Reproduce the passage of the Hawaii travel text from "If you have" to "of COVID-19 cases.".

## TEXT SHOWN
= Beginning of Section =

If you have a trip planned to Hawaii in the near future, the Hawaiian government is urging you to postpone. The state’s hospitals are reportedly overwhelmed amidst a huge spike in COVID-19 cases, attributed to the highly contagious Delta variant.
At a recent press conference, Hawaii Governor David Ige asked tourists to avoid visiting the islands until at least the end of October. “Our hospitals are reaching capacity and our ICUs are filling up. Now is not a good time to travel to Hawaii,” Ige pleaded.
The state is anticipating a timeline of six to seven weeks to see a significant reduction in the number of COVID-19 cases.
John De Fries, president and CEO of the Hawaii Tourism Authority, agreed with Ige. “Our community, residents and the visitor industry, are responsible for working together to address this crisis,” De Fries said. “As such, we are strongly advising visitors that now is not the right time to travel, and they should postpone their trips through the end of October.”

= End of Section =

## DATA EXTRACTS
= Beginning of Section =

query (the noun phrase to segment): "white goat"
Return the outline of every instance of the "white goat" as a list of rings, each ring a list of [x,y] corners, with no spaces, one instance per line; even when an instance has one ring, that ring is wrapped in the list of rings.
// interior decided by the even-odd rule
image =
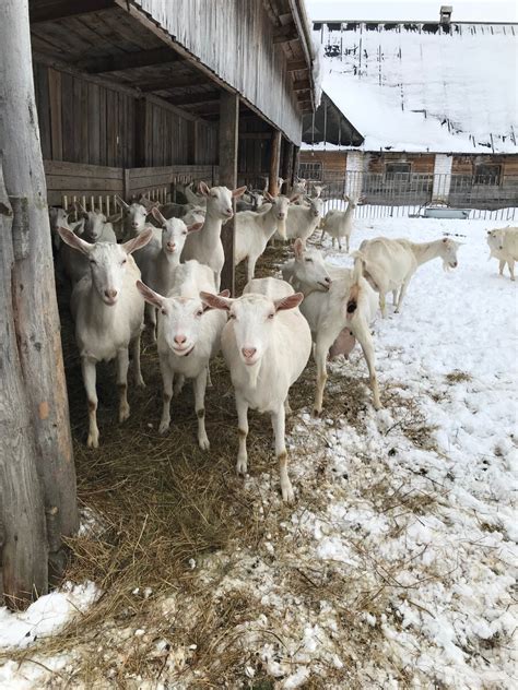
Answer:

= End of Section =

## TASK SOLUTION
If you have a trip planned to Hawaii in the near future, the Hawaiian government is urging you to postpone. The state’s hospitals are reportedly overwhelmed amidst a huge spike in COVID-19 cases, attributed to the highly contagious Delta variant.
At a recent press conference, Hawaii Governor David Ige asked tourists to avoid visiting the islands until at least the end of October. “Our hospitals are reaching capacity and our ICUs are filling up. Now is not a good time to travel to Hawaii,” Ige pleaded.
The state is anticipating a timeline of six to seven weeks to see a significant reduction in the number of COVID-19 cases.